Gather every line in the listing below that contains the string "side". Treat uppercase and lowercase as different.

Bounding box annotation entries:
○ ○ ○ ○ ○ ○ ○
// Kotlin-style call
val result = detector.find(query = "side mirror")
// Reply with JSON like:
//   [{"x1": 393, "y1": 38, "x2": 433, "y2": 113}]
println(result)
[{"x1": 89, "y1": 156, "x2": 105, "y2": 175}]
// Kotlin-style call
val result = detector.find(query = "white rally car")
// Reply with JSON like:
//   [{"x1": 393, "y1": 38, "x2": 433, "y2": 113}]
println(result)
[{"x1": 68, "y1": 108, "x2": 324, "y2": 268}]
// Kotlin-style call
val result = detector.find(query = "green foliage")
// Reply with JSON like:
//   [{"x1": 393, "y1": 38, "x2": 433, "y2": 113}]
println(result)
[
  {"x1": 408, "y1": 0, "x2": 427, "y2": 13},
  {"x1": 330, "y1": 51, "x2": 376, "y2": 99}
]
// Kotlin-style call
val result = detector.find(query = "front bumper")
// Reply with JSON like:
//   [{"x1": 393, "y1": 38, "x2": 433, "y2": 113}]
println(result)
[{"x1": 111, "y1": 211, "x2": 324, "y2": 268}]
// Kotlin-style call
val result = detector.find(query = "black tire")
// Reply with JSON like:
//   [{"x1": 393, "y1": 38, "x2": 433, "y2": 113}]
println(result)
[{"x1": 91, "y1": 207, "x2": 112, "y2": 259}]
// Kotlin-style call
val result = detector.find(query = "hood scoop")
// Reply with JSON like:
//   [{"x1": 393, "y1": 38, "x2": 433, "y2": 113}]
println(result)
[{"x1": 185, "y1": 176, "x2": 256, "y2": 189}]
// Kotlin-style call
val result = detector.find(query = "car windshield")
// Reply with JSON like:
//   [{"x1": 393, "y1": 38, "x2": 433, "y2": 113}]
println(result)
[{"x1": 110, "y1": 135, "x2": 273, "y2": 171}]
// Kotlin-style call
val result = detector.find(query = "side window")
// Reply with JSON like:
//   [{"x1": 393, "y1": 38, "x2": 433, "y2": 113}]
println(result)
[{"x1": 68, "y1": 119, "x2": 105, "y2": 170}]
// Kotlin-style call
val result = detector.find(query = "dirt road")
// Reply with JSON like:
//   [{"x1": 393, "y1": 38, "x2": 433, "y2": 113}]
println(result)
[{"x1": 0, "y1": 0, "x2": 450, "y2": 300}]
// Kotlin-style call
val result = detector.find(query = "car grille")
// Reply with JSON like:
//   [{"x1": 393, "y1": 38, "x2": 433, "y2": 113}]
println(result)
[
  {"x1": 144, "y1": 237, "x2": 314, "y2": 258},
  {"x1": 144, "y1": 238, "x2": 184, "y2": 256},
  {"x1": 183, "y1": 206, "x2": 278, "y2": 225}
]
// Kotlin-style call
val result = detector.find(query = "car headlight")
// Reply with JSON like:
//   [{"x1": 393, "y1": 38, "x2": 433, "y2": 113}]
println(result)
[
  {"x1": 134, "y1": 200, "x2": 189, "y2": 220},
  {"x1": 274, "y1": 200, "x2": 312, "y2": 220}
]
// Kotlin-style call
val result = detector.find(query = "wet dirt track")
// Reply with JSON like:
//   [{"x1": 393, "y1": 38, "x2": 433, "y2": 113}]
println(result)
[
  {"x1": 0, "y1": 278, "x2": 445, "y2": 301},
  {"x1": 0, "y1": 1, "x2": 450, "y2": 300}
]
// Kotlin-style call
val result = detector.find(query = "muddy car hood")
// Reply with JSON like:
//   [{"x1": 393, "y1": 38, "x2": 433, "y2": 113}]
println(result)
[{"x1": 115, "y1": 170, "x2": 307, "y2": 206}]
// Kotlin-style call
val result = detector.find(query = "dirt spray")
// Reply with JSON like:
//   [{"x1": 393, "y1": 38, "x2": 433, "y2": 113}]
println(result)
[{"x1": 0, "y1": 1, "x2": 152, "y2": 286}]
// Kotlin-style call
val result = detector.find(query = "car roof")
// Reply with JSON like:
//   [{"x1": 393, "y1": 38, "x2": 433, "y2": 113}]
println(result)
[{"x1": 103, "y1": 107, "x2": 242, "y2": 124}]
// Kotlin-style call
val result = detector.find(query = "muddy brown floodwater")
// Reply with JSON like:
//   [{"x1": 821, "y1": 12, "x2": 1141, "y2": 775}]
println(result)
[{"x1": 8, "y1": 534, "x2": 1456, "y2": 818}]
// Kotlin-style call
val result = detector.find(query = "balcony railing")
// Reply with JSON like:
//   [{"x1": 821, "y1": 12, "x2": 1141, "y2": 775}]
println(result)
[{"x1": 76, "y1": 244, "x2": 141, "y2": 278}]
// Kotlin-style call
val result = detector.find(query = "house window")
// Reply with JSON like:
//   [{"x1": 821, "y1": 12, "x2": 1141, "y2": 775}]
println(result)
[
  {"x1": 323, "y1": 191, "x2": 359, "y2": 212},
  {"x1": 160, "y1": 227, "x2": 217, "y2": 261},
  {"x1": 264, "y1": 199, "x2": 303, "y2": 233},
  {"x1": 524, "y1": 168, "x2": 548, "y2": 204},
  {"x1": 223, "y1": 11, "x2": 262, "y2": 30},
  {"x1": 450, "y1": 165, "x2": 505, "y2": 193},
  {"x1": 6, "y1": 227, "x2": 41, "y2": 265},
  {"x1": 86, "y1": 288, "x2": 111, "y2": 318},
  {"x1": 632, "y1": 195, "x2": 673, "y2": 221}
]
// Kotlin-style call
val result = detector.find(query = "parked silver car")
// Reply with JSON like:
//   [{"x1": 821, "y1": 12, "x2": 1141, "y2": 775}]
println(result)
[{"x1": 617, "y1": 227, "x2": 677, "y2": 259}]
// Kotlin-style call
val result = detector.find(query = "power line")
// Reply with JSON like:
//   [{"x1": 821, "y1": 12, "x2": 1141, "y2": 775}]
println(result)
○ ○ ○ ○ ○ ○ ○
== ANSWER ==
val result = detector.find(query = "side mirror")
val result = detector.find(query = "side window")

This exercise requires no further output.